= Exercise details =
When a line in the data below includes "written", pick it out and copy it.

= Task material =
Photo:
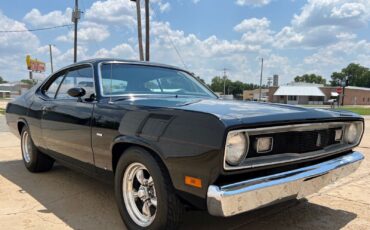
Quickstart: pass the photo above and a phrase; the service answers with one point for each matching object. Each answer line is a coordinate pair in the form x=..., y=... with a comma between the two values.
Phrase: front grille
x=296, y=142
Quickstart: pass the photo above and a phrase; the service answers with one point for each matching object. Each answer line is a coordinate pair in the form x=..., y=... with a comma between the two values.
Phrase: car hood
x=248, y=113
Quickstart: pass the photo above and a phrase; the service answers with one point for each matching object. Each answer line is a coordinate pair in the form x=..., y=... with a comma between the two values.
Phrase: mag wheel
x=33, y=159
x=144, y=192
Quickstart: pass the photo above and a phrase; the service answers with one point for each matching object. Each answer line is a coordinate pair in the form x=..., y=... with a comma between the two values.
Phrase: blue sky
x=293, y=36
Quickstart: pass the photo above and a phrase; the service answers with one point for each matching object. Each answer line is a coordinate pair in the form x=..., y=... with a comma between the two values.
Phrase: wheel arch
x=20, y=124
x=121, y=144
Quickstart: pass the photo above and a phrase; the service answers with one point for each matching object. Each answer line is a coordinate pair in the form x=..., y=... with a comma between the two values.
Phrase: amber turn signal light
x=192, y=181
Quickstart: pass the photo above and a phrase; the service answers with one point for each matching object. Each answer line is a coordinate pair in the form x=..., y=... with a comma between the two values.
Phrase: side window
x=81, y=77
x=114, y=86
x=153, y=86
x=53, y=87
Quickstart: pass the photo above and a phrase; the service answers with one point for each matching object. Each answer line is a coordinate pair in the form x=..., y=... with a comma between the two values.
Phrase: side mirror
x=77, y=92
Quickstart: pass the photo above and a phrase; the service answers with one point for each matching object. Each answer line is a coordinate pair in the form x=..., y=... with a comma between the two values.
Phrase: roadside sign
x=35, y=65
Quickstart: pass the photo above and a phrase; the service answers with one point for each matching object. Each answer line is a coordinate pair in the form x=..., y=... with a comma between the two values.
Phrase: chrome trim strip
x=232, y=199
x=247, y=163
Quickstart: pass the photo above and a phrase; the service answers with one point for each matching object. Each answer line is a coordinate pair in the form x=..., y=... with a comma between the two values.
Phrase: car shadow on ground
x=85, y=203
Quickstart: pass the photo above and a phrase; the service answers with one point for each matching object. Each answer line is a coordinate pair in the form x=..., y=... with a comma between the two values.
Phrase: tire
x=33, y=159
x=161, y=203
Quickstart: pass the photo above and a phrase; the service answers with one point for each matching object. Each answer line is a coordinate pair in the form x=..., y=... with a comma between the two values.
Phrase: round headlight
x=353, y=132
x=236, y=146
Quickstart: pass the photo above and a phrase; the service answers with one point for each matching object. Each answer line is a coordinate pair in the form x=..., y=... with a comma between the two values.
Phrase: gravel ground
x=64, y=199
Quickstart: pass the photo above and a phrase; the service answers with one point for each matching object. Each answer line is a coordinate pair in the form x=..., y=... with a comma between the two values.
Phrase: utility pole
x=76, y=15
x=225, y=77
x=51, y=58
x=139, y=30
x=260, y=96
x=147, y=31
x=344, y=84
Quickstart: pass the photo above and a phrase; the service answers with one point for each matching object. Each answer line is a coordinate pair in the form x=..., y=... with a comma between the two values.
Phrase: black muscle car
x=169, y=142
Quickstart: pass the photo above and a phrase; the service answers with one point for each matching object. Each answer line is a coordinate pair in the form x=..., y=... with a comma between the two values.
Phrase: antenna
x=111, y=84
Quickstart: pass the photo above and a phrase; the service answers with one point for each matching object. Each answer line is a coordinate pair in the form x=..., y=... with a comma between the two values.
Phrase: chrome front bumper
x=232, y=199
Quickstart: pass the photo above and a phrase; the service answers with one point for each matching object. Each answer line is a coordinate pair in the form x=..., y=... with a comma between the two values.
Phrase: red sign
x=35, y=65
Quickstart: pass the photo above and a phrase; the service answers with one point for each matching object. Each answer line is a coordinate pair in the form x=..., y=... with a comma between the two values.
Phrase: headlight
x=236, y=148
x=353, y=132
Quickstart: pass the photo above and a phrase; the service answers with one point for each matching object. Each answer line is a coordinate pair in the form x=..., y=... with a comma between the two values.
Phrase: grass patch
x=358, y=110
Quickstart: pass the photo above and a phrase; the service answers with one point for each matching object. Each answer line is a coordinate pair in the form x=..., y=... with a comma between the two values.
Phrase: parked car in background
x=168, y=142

...

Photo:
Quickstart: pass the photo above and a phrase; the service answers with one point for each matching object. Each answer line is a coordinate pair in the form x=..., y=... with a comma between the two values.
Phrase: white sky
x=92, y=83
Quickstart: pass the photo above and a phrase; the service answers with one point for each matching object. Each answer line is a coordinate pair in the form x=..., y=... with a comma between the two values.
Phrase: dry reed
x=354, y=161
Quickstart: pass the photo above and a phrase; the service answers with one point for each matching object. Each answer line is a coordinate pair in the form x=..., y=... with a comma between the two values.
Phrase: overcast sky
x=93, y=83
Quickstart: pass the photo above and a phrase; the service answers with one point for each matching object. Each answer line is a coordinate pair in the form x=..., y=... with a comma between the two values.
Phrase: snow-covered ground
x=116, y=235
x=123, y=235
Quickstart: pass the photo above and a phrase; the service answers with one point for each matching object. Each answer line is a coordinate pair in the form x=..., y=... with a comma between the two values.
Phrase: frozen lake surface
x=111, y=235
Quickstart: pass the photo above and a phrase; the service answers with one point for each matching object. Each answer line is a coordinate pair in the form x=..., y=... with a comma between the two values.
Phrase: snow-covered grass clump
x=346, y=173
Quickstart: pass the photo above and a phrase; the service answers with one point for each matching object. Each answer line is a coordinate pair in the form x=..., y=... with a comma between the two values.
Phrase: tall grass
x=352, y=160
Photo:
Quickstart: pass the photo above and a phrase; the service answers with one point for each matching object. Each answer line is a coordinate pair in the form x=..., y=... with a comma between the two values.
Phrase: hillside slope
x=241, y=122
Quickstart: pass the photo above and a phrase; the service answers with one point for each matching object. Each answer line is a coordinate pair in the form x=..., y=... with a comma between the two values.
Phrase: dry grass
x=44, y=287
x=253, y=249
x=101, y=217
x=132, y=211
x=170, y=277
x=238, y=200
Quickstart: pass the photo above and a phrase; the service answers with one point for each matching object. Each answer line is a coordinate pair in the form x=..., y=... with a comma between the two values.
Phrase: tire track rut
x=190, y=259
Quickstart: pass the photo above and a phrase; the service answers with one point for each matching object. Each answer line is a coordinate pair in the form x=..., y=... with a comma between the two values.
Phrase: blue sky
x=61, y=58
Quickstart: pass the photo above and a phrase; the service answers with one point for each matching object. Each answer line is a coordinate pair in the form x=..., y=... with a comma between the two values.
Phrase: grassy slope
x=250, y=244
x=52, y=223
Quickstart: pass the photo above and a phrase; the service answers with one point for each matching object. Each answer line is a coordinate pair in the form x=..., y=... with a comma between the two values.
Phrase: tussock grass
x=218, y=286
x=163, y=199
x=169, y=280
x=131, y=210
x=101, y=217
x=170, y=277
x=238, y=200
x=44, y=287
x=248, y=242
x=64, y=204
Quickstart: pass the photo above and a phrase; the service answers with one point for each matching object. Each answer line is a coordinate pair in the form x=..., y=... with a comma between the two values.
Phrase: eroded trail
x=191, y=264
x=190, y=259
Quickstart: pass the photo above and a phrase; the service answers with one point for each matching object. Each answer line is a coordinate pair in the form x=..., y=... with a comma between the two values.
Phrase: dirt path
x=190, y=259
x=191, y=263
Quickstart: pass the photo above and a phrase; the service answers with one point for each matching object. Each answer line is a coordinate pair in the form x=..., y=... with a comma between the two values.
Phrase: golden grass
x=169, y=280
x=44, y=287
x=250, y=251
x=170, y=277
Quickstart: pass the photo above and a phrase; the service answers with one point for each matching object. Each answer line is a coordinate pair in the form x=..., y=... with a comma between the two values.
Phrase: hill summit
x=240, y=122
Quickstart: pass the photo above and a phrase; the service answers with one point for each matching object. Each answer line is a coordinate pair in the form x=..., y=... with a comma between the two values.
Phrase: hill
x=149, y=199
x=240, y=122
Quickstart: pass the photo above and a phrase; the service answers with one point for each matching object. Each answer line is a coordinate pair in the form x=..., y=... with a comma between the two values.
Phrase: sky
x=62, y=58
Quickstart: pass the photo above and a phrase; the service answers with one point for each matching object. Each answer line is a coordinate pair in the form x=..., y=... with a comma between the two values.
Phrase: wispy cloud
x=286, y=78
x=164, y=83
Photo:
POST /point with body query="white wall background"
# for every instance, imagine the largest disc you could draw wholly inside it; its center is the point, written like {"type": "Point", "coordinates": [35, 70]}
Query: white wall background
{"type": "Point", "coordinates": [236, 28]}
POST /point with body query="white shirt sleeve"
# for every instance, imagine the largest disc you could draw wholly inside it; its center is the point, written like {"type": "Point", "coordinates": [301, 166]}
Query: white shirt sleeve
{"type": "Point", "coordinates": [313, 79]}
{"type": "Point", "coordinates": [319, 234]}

= Response =
# for every instance, imagine the largest disc you could draw wholly inside it; its center is the point, written like {"type": "Point", "coordinates": [35, 70]}
# for every instance, imagine the largest disc you could draw wholly inside it; its center is the point, written like {"type": "Point", "coordinates": [301, 166]}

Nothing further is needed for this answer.